# Exercise brief
Rewrite as a numbered list the lines that start at the line containing "Kindly put a point on every instance of the riverbank" and run through the end of the items below. Leave out blank lines and include nothing else.

# Rows
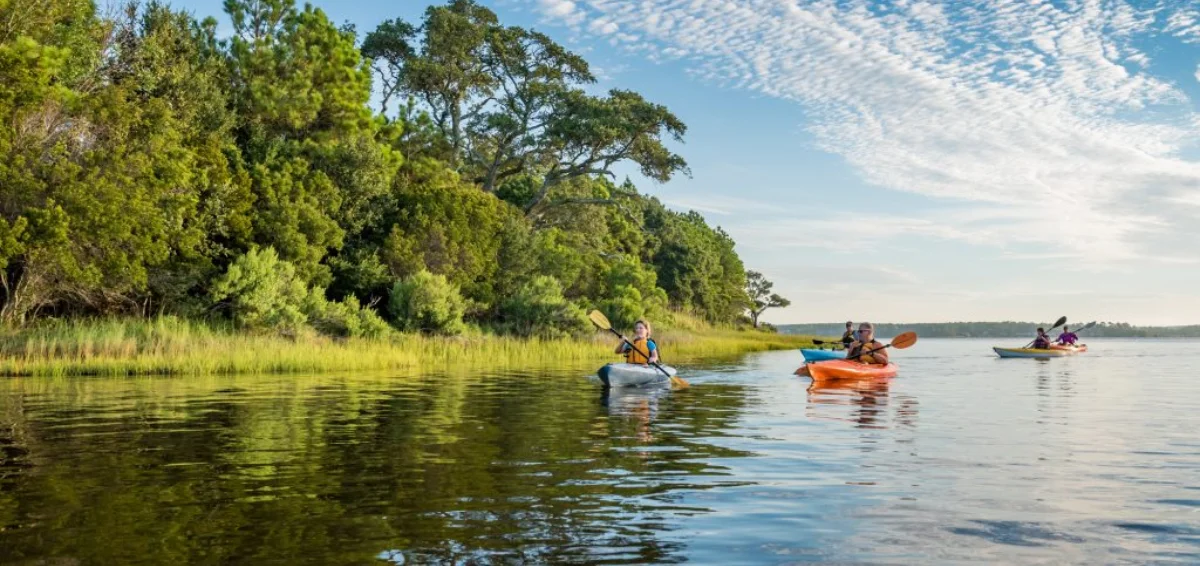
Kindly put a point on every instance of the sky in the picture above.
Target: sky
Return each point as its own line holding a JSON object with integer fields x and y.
{"x": 913, "y": 161}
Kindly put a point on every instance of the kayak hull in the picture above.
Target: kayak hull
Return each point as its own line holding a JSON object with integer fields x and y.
{"x": 633, "y": 375}
{"x": 811, "y": 355}
{"x": 1036, "y": 353}
{"x": 834, "y": 369}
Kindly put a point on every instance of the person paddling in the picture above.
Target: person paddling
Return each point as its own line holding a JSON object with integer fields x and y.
{"x": 642, "y": 347}
{"x": 1067, "y": 337}
{"x": 867, "y": 343}
{"x": 1042, "y": 342}
{"x": 847, "y": 337}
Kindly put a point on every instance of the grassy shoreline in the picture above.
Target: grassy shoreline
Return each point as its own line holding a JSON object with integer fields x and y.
{"x": 175, "y": 347}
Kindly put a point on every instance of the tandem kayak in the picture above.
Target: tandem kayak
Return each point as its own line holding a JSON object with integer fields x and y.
{"x": 811, "y": 355}
{"x": 1039, "y": 353}
{"x": 633, "y": 375}
{"x": 847, "y": 369}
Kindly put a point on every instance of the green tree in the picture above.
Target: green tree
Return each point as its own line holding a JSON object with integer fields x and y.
{"x": 259, "y": 290}
{"x": 539, "y": 308}
{"x": 761, "y": 297}
{"x": 427, "y": 302}
{"x": 510, "y": 102}
{"x": 307, "y": 138}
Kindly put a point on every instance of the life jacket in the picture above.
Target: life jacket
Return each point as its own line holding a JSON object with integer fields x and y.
{"x": 868, "y": 347}
{"x": 847, "y": 337}
{"x": 634, "y": 355}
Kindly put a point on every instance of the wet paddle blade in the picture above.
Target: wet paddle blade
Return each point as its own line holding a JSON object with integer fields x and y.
{"x": 600, "y": 320}
{"x": 904, "y": 341}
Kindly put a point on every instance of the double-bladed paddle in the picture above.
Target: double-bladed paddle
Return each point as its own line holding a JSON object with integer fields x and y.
{"x": 603, "y": 323}
{"x": 905, "y": 339}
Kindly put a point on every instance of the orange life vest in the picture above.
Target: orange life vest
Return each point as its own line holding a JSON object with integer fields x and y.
{"x": 868, "y": 347}
{"x": 634, "y": 355}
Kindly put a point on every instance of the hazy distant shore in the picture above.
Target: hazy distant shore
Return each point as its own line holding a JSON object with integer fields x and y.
{"x": 996, "y": 330}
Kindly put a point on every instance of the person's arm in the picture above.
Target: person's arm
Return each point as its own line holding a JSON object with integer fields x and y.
{"x": 879, "y": 353}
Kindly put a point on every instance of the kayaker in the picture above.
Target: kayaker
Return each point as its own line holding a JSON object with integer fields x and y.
{"x": 867, "y": 343}
{"x": 642, "y": 343}
{"x": 847, "y": 337}
{"x": 1042, "y": 342}
{"x": 1067, "y": 337}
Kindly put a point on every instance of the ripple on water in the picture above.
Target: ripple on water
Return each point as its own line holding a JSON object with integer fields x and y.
{"x": 961, "y": 459}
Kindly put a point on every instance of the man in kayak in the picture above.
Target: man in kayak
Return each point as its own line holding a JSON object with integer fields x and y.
{"x": 1042, "y": 342}
{"x": 642, "y": 344}
{"x": 847, "y": 337}
{"x": 871, "y": 350}
{"x": 1067, "y": 337}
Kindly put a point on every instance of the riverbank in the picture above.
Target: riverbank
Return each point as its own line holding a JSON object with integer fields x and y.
{"x": 177, "y": 347}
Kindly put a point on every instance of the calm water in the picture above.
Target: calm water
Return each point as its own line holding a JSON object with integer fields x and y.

# Exercise answer
1. Kindly put a point on every instance of the riverbank in the picture above.
2. Target: riverbank
3. Return each point as its own line holding a JSON object with integer fields x and y.
4. {"x": 177, "y": 347}
5. Kindly put a point on every instance of the calm water in the picture above.
6. Target: calm water
7. Return each point as its own line holding a JSON object with integer fields x and y.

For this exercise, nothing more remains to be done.